◆ Given request A: Count the lines in the rows below that contain the string "segment", treating case as significant. Give only the number.

First try at brewing a milkshake IPA

From all the spectrum of new hazy IPAs that have colonized the market these last years, one of my favorite styles is milkshake IPA. I’ve enjoyed quite a few commercial examples of this style. Considering this, it was a matter of time to brew one on our own. As we always do when we are brewing a style for the first time, before planning recipe and process, I looked for information from different sources and then I tried to process it to see what we could apply.

With some articles with general information about the style and its characteristics, posts from forums and blogs around the internet showing recipes of the style, some tips from the pros and an interesting entry with information from the pioneers of the style (Omnipollo from Sweden and Tired Hands Brewing form USA), I was able to figure out how we should brew a milkshake IPA.

Grains for our first milkshake IPA

Broadly speaking, milkshake IPAs share a good number of attributes with NEIPAs and the rest of hazy IPAs. Two of these attributes are the presence of oat or wheat flakes (or their respective malted grains variants) and dry hopping while fermentation is still active to promote that mysterious, and nowadays quite unknown, interaction between hops and yeast called biotransformation. Adding most the hops in the hot side during whirlpool at flame out or pitching yeast strains able to produce esters that boost fruity aromas and flavors from hops are also common practice.

As (almost) particular characteristics of milkshake IPAs is, evidently, the use of lactose to give some residual sweetness and to contribute to body and mouthfeel, as well as the presence in the process of other ingredients that help to obtain a long-lasting haziness as pectin rich fruits, wheat flour or combination of both. These ingredients are usually added in the boil. The addition of fruits (whole or pureed) once primary fermentation is finished and before a second dry hop charge is used quite often too. Finally, and supporting that sweet touch of the style, it is not uncommon to see some examples with vanilla beans among their ingredients.

◆ Exercise inputs:

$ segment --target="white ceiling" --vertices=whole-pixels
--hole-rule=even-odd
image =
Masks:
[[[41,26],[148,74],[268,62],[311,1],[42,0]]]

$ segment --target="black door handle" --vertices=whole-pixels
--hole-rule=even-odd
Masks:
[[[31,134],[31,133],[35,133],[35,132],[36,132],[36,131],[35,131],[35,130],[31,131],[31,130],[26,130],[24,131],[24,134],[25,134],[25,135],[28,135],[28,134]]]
==
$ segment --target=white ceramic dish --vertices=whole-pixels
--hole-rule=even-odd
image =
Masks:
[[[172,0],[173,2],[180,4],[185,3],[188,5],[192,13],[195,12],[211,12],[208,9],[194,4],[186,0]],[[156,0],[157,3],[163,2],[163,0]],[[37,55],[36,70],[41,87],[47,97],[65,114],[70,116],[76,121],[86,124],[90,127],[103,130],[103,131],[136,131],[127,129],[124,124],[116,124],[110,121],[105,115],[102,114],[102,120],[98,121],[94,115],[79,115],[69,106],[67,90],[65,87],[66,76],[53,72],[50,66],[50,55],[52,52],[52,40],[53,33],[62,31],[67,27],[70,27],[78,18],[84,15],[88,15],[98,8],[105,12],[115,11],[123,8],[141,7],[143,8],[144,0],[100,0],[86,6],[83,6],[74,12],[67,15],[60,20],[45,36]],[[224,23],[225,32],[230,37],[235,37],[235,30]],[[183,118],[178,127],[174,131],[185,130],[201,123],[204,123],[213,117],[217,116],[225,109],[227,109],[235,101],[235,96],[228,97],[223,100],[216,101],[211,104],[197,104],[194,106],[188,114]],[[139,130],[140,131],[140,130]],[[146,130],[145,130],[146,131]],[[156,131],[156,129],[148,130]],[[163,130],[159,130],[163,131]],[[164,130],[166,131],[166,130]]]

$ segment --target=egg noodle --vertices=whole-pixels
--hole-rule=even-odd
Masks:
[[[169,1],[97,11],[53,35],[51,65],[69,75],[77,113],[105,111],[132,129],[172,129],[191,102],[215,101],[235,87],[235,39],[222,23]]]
...
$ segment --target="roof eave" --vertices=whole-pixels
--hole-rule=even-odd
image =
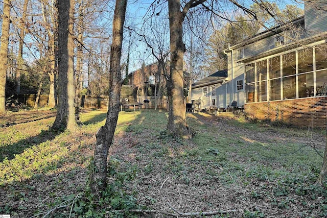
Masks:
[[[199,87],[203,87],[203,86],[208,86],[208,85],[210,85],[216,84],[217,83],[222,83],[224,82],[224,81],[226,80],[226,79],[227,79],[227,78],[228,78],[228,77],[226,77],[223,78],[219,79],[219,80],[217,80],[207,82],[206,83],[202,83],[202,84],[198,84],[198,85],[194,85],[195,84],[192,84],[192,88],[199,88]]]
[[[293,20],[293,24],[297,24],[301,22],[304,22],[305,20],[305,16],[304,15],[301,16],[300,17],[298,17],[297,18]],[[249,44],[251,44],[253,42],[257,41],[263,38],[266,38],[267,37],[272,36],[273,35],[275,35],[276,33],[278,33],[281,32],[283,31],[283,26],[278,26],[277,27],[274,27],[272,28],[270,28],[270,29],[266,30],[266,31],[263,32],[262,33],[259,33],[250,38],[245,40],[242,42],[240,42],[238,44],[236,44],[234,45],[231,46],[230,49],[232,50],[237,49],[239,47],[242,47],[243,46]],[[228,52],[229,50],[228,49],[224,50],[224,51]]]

◆ Given request B: In the milkshake IPA text above, rewrite the paragraph beginning "Broadly speaking, milkshake IPAs share" as a short bulleted list that keeps its main facts.

◆ Exercise response A: 5

◆ Exercise response B:
- Milkshake IPAs share many attributes with NEIPAs and other hazy IPAs.
- They include oat or wheat flakes, or the malted versions of those grains.
- They are dry hopped while fermentation is still active to promote biotransformation, a little-understood interaction between hops and yeast.
- Brewers commonly add most of the hops on the hot side during the whirlpool at flame out.
- Brewers also commonly pitch yeast strains that produce esters, which boost the fruity aromas and flavors from the hops.